▶ **Written instruction**:
Copy out each of the entries below word for word, without changing anything.

▶ **Records to use**:
>>

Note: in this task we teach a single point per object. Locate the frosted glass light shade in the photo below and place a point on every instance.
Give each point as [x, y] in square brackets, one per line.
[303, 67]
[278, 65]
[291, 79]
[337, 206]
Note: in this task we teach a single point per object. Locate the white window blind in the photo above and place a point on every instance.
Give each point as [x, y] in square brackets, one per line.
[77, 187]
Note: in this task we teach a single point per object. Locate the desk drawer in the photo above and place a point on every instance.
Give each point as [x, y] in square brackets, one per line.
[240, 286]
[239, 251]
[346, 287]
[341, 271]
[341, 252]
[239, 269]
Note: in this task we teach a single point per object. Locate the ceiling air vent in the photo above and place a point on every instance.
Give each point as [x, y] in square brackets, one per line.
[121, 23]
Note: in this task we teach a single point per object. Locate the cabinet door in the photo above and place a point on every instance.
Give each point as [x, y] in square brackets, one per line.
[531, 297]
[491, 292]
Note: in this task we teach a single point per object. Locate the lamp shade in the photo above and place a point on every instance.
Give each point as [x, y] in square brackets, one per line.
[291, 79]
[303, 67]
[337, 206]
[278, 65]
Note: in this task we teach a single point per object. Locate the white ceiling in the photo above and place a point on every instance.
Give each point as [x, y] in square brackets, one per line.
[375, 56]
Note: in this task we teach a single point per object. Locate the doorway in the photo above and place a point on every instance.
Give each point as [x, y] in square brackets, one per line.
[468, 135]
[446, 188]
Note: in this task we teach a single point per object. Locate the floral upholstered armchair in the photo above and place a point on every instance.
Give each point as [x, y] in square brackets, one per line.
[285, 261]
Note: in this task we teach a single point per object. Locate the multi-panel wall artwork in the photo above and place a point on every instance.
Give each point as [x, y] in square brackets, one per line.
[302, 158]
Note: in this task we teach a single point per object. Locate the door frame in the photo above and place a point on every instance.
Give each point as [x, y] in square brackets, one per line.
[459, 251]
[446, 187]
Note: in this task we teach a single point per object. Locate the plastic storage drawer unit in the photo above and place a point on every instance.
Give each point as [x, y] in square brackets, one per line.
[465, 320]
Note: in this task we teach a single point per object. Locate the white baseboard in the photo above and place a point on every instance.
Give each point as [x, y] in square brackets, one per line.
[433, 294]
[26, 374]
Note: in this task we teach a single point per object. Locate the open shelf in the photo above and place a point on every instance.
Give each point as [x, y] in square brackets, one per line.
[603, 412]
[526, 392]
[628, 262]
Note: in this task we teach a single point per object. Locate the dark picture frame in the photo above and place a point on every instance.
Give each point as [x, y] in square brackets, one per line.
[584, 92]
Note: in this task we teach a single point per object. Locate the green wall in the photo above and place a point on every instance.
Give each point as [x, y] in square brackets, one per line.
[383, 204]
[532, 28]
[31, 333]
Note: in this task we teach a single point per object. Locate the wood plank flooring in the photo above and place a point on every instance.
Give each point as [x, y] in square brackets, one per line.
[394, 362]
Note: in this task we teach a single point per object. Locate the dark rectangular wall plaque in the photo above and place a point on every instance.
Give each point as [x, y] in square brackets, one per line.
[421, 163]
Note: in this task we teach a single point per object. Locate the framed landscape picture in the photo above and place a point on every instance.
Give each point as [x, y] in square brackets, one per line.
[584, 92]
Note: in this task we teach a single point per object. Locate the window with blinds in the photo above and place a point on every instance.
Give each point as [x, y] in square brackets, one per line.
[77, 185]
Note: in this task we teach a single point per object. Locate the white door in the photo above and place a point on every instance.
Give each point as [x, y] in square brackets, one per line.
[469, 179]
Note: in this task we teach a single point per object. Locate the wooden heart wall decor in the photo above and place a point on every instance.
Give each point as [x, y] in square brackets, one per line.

<<

▶ **Answer for the task**:
Note: in this task we teach a single point per object. Locate the frosted glass light shade in the photo below and place a point on every instance.
Give each point as [x, y] in square brackets, one per line.
[303, 67]
[278, 65]
[291, 79]
[337, 206]
Note: in this task we teach a single point per object. Locate the white window blind in the photo above and place a point on every instance.
Give each point as [x, y] in square brackets, one per line.
[77, 187]
Note: in this task we teach a single point per object. Locate the desk drawer in the photo above and place a point on every instance.
Give each point as [x, y] in square brackets, one per line.
[240, 286]
[239, 251]
[346, 287]
[341, 271]
[341, 252]
[239, 269]
Note: in this task we teach a single point per object. Locate the ceiling air vent in the photo above and place a point on every instance.
Give each point as [x, y] in square brackets, one per line.
[121, 23]
Note: in this task we teach a single point per object. Locate the cabinet door in the photo above and place a point on every instance.
Give each point as [x, y] in square brackets, one per line.
[531, 297]
[491, 292]
Note: in this task we teach a single point per object. Locate the lamp shade in the photo above and place a point on every instance.
Give each point as [x, y] in square brackets, one per line.
[291, 79]
[303, 67]
[337, 206]
[278, 65]
Note: in this task we teach a single point per object. Locate the white ceiling in the photo above and place a point on every instance.
Give each point as [x, y] in square brackets, one per line.
[375, 56]
Note: in this task we teach a single point per object. Locate the doorway in the photo above and place a point on every instance.
Give each point as [x, y] in square brackets, one per line.
[468, 135]
[446, 188]
Note: in this task we teach a single point per object. Locate the floral upholstered armchair in the photo above and place a point on every instance.
Give each point as [x, y] in square brackets, one per line.
[285, 261]
Note: in this task we teach a single point per object. Locate the multi-panel wall artwork in the photo above and place a point on every instance.
Give each point as [x, y] in square brackets, one per line.
[302, 158]
Note: in this task we teach a single point per object. Locate the door frame in the photo above and place a point on every instance.
Give each point as [x, y] in square brackets, one per line.
[459, 251]
[446, 187]
Note: in this task we teach a single point per object. Locate the plastic storage drawer unit in the photo above and place a point on every instance.
Give each point as [x, y] in square brackets, one per line.
[465, 320]
Note: in this task we teach a single point per object. Locate the white baseboard in the photo above and place a point on every instance.
Give each point as [x, y] in square brackets, one per line.
[433, 294]
[26, 374]
Note: in this task we teach a single point per object. Locate the open shelf in the photo above and place a point on every instance.
Give each point as [x, y] in square brackets, one per line.
[603, 412]
[526, 392]
[628, 262]
Note: in this task we teach a single point per object. Locate the dark picture frame in the photo above and place a point on every instance.
Give each point as [x, y] in square brackets, one per line.
[584, 92]
Note: in this task we teach a single point per object. Locate the green wall in the photo above and place a point on every instance.
Give each point as [x, y] in square brackets, one per line.
[383, 204]
[532, 28]
[31, 333]
Note: in this task we teach a single point per object. Locate the wood plank flooring in the photo above and place a point on every instance.
Give each point as [x, y] in square brackets, one per line.
[394, 362]
Note: in this task we teach a single point per object. Locate the dark rectangular wall plaque in the photo above and place a point on every instance.
Give each point as [x, y] in square brackets, one per line.
[421, 163]
Note: in this task we teach a single point per object. Locate the framed landscape picture in the photo above and place a point on every instance.
Give each point as [x, y] in square brackets, one per line.
[584, 92]
Note: in this task we teach a single point per object. Locate the window with blinds in the photo above and place a point on every instance.
Give each point as [x, y] in square brackets, one per line.
[77, 185]
Note: in this task we teach a single point per object. Locate the white door in the photo above and place a point on every instance.
Give each point as [x, y] in square brackets, one per line.
[469, 179]
Note: in this task we teach a single point per object. Locate the wooden heart wall decor in the photo above and place a point on every instance.
Give each point as [x, y] in square brackets, one per line.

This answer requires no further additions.